**Extracted text**
Content starts

Checks

A check is a single execution of your test suite against your app. Think of flows as “what to test” and checks as “when we tested it”.

The lifecycle of a check

Every check moves through these states:

scheduled — the check has been created (manually, via cron, via the GitHub App, or via API) and is waiting to be picked up by a worker.
running — a worker has the check and is actively executing flows.
finished — all selected flows ran. The check shows pass/fail/skip counts and per-flow results.
failed — the check itself crashed (e.g. the app URL was unreachable). Different from “finished with failing flows”.

What happens during a check

Bootstrap (if needed) — if the app has zero flows, the check first runs discovery and auto-approves the discovered flows.
Optional discovery pass — if the check was triggered with discover_flows: true, an explicit discovery pass runs in parallel.
Flow selection — the check reads any attached git/PR metadata and asks an LLM to decide which flows are likely affected. If no useful metadata is available, it runs all flows.
Parallel execution — selected flows run in parallel with a bounded concurrency limit. Each flow runs in its own browser context.
Per-step screenshots — every step captures a screenshot. These are compared against the latest baseline (see Visual regression).
Assertions — after the steps for a flow complete, the AI verifier evaluates each assertion against the final state.
Reporting — results, screenshots, diffs, and any new flow suggestions are saved to the check. The GitHub status (if applicable) is updated.

Smart flow selection

Running every flow on every change is wasteful — a mature app may have hundreds. When you attach git or PR metadata to a check, Qassandra uses it to decide which flows are relevant:

The PR title and description are passed to an LLM alongside the flow names and categories.
The LLM ranks each flow as likely affected, possibly affected, or unaffected.

Content ends

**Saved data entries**

Content starts

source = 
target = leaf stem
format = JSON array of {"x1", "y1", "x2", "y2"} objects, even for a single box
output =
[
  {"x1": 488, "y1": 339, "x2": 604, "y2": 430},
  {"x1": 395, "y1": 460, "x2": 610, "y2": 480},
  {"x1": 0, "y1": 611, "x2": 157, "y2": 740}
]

Content ends

**Task goal**
Summarize the text about checks in two sentences. Use only the text about checks to answer.

**Worked solution**
A check is a single run of the test suite against an app, and it moves through the states scheduled, running, finished, and failed, where failed means the check itself crashed. During a check, discovery runs first if the app has no flows, an LLM uses any attached git or PR metadata to select the likely affected flows, those flows run in parallel with a screenshot at every step and AI-verified assertions, and the results are saved to the check.